──────── Record extracts

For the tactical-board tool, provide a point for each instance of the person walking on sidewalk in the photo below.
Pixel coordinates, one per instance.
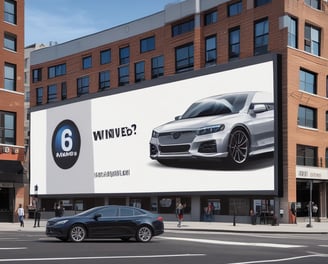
(21, 214)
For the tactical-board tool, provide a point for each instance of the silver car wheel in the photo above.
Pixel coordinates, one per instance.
(238, 146)
(77, 233)
(144, 234)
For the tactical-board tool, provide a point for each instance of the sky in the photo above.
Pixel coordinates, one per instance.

────────────────

• The problem
Rewrite the listing above with "tactical-board tool" renamed to "annotation tool" wherever it occurs, changing nothing else. Leave the pictures out of your version.

• Solution
For the annotation tool, provide a point for each instance of the person walking on sidewalk in the photo below.
Pixel coordinates, one per instance.
(21, 214)
For the annotation tool, provide a point for each instance of the silver car wheel in the photo above.
Pixel coordinates, one per instance.
(238, 146)
(77, 233)
(144, 234)
For the annotation tool, provide a point for each instance of the sky in the photo above.
Pixel coordinates, one per instance.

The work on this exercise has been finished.